*** Opening Data for analysis ***
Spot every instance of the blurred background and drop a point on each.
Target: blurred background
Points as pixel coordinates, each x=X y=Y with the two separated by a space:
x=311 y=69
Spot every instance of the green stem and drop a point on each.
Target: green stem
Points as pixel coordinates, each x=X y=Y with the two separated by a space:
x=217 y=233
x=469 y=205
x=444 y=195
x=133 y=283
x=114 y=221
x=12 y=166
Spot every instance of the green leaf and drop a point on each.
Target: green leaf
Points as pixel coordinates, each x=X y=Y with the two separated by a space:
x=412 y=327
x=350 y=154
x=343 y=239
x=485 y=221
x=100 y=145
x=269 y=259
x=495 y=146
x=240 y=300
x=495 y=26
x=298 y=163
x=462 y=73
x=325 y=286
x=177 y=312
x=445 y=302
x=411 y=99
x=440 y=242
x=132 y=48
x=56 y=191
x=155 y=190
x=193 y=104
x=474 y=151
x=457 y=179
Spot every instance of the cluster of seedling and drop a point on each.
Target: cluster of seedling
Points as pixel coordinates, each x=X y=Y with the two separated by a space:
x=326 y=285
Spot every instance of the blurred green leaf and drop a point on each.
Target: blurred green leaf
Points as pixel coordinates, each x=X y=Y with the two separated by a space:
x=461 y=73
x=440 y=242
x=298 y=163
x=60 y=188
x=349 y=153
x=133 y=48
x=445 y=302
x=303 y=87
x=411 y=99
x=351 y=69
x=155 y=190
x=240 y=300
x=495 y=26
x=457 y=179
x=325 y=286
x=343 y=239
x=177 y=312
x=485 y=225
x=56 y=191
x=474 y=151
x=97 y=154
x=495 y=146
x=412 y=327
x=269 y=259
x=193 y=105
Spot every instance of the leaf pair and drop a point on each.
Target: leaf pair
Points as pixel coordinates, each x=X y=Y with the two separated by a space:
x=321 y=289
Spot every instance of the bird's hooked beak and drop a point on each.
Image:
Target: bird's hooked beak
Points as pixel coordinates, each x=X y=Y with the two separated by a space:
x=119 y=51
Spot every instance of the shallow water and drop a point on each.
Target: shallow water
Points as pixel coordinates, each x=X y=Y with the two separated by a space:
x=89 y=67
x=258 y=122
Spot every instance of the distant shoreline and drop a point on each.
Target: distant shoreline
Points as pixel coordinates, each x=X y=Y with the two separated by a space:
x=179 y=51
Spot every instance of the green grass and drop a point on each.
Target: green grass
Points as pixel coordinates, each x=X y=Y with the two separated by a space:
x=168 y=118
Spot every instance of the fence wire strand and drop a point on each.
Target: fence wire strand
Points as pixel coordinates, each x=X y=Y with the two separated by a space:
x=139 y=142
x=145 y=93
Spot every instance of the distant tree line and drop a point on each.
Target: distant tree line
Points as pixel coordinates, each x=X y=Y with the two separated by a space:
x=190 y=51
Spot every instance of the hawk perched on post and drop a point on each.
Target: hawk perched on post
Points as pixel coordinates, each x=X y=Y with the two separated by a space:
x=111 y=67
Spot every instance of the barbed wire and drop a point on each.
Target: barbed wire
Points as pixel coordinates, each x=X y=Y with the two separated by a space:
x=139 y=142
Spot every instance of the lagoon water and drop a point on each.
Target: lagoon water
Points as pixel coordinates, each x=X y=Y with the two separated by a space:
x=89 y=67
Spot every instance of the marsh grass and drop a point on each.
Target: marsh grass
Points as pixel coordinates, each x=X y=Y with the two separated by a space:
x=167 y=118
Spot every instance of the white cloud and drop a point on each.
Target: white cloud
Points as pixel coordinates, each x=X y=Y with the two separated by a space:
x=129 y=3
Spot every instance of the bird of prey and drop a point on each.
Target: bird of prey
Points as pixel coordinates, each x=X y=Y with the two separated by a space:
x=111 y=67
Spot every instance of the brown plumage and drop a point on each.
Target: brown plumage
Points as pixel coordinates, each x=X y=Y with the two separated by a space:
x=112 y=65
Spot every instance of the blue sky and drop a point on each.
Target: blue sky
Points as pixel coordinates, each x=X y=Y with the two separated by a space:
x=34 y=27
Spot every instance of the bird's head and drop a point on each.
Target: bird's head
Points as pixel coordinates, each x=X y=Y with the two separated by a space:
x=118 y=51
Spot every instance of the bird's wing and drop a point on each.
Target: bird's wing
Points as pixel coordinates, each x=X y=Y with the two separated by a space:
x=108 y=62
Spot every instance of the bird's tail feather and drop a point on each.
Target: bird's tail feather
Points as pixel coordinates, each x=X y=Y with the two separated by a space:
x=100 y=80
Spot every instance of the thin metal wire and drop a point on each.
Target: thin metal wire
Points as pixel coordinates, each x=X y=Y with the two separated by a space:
*** Closing Data for analysis ***
→ **Work task**:
Please write out the data again exactly as it stands.

→ **Output**:
Spot every instance of the blurred background and drop a point on each.
Target: blurred background
Points as pixel coordinates, each x=X y=Y with the two separated by a space:
x=311 y=69
Spot every instance of the green stem and drop a point on each.
Target: green stem
Points as pixel coordinates, each x=X y=Y with the two separated by a space:
x=217 y=233
x=469 y=205
x=444 y=195
x=133 y=283
x=114 y=221
x=12 y=166
Spot every instance of the green leaf and drop a point on each.
Target: green leaf
Points as pixel coordinates, each x=X y=Y with the two separated by a space:
x=412 y=327
x=350 y=154
x=343 y=239
x=485 y=221
x=100 y=145
x=269 y=259
x=495 y=146
x=240 y=300
x=495 y=26
x=298 y=163
x=462 y=73
x=325 y=286
x=177 y=312
x=445 y=302
x=411 y=99
x=440 y=242
x=132 y=48
x=56 y=191
x=155 y=190
x=193 y=104
x=474 y=151
x=457 y=179
Spot every instance of the cluster of seedling and drop a point on each.
Target: cluster of seedling
Points as pixel coordinates, each x=X y=Y with the two separated by a space:
x=326 y=285
Spot every instance of the blurred green leaf and drop a point on each.
Target: blurred green leaf
Points as pixel coordinates, each x=X y=Y with the two separated by a space:
x=461 y=73
x=440 y=242
x=298 y=163
x=60 y=188
x=349 y=153
x=133 y=48
x=445 y=302
x=303 y=87
x=411 y=99
x=351 y=69
x=155 y=190
x=240 y=300
x=495 y=26
x=457 y=179
x=325 y=286
x=343 y=239
x=177 y=312
x=485 y=225
x=56 y=191
x=474 y=151
x=97 y=154
x=495 y=146
x=412 y=327
x=269 y=259
x=193 y=105
Spot every instance of the leaf pair and drop a point on each.
Target: leaf pair
Points as pixel coordinates, each x=X y=Y with the two separated by a space:
x=321 y=289
Spot every instance of the bird's hooked beak and drop a point on each.
Image:
Target: bird's hooked beak
Points as pixel coordinates, each x=X y=Y with the two separated by a space:
x=119 y=51
Spot every instance of the shallow water and drop a point on each.
Target: shallow water
Points as pixel coordinates, each x=X y=Y with the two separated by a space:
x=89 y=67
x=258 y=122
Spot every instance of the distant shoreline and drop a point on each.
Target: distant shoreline
Points as pixel coordinates, each x=X y=Y with the two separated by a space:
x=179 y=51
Spot every instance of the green grass and drop a point on each.
Target: green grass
Points as pixel coordinates, each x=X y=Y with the two separated by a space:
x=168 y=118
Spot every instance of the fence wire strand and drop a point on each.
Target: fence wire strand
Points as pixel coordinates, each x=X y=Y with the two separated by a space:
x=139 y=142
x=145 y=93
Spot every instance of the distant tree line and drop a point on each.
Target: distant tree line
Points as pixel coordinates, each x=X y=Y with the two separated by a space:
x=190 y=51
Spot every instance of the hawk perched on post and drop a point on each.
Target: hawk perched on post
Points as pixel coordinates, each x=X y=Y with the two separated by a space:
x=111 y=67
Spot every instance of the barbed wire and drop a point on each.
Target: barbed wire
Points as pixel coordinates, each x=X y=Y with the two separated by a space:
x=139 y=142
Spot every instance of the lagoon water and drop a point on each.
Target: lagoon water
Points as pixel coordinates, each x=X y=Y with the two separated by a space:
x=89 y=67
Spot every instance of the marsh grass and drop a point on each.
Target: marsh grass
Points as pixel coordinates, each x=X y=Y with the two separated by a space:
x=167 y=118
Spot every instance of the white cloud and drop a point on each.
Target: white cloud
Points as pixel coordinates, each x=X y=Y with the two separated by a space:
x=129 y=3
Spot every instance of the bird of prey and drop a point on each.
Target: bird of prey
Points as pixel coordinates, each x=X y=Y with the two separated by a space:
x=111 y=67
Spot every instance of the brown plumage and drop a point on each.
Target: brown plumage
Points as pixel coordinates, each x=X y=Y with the two separated by a space:
x=112 y=65
Spot every instance of the blue sky and drop a point on each.
Target: blue sky
Points as pixel coordinates, each x=X y=Y with the two separated by a space:
x=34 y=27
Spot every instance of the bird's head and drop a point on each.
Target: bird's head
Points as pixel coordinates, each x=X y=Y with the two separated by a space:
x=118 y=51
Spot every instance of the bird's wing and drop a point on each.
Target: bird's wing
Points as pixel coordinates, each x=X y=Y with the two separated by a space:
x=108 y=62
Spot every instance of the bird's tail feather and drop a point on each.
Target: bird's tail feather
Points as pixel coordinates, each x=X y=Y with the two separated by a space:
x=100 y=80
Spot every instance of the thin metal wire and drop a point on each.
Target: thin metal wire
Points as pixel coordinates, each x=X y=Y with the two separated by a space:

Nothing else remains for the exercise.